**Task description:** Using the records below, output the stretch that opens with the line containing "Target: farmhouse" and closes with the line containing "Target: tree", exactly and including both lines, with nothing more.

(Photo-based referring expression data)
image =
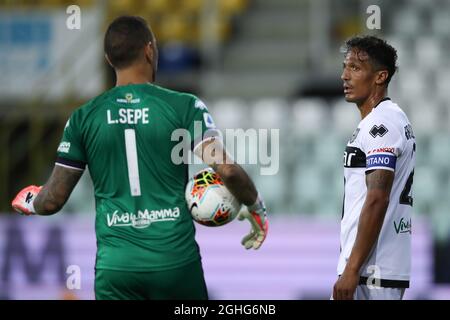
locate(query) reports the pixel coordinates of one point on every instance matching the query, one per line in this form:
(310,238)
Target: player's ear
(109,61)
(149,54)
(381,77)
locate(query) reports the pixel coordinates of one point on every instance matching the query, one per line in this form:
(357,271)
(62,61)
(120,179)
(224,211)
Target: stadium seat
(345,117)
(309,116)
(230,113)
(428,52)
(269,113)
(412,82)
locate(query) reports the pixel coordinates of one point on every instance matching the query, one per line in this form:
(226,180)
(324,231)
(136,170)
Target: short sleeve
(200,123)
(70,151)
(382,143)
==
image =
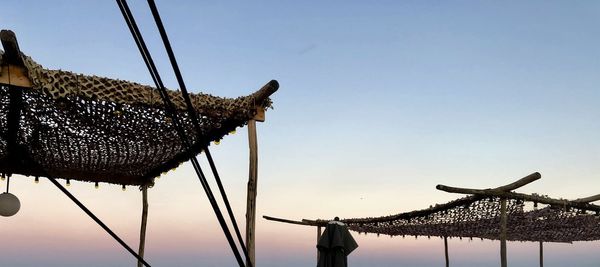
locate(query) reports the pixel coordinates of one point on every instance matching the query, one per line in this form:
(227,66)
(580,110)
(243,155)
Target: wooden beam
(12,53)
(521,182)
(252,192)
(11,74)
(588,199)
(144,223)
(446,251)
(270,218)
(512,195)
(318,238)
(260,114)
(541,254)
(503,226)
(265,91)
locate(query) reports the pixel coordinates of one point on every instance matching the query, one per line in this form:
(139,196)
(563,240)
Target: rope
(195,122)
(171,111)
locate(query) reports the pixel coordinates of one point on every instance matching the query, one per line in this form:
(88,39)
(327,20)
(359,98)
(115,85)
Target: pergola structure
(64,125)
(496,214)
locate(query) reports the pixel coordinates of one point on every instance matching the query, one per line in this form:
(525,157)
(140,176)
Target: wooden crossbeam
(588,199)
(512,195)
...
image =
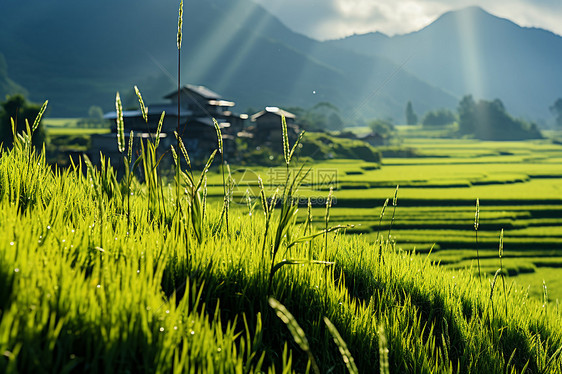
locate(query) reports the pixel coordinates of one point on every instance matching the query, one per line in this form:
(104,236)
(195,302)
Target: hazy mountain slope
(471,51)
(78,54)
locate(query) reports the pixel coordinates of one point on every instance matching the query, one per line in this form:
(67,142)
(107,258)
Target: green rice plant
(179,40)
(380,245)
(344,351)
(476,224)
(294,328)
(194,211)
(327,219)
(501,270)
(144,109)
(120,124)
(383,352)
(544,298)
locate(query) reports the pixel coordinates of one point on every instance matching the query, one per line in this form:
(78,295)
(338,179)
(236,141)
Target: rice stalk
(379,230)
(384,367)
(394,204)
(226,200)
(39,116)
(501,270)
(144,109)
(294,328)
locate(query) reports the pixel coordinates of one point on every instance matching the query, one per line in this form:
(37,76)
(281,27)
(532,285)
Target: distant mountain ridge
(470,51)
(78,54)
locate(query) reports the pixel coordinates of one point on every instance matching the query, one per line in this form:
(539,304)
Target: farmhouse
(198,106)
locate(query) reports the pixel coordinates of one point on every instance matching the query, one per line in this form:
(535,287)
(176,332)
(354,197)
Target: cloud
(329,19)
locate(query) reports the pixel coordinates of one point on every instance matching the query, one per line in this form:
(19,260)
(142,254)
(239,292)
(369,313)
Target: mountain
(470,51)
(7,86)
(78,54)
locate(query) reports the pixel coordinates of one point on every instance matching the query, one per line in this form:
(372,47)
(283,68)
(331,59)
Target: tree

**Reply to the exercise:**
Target: farmhouse
(198,106)
locate(query) reports the pixel coordinates of one point on every instance matching the query, one per line in this form:
(535,287)
(176,332)
(354,197)
Target: cloud
(329,19)
locate(query) reports the pixel coordinates of one point on every instance matching the query, one per line in this form:
(19,260)
(142,254)
(239,292)
(369,313)
Target: mountain
(470,51)
(7,86)
(78,54)
locate(query) reports the pixel coordinates of one point on every instance matching the query, one per line in this form:
(372,47)
(283,68)
(331,59)
Target: tree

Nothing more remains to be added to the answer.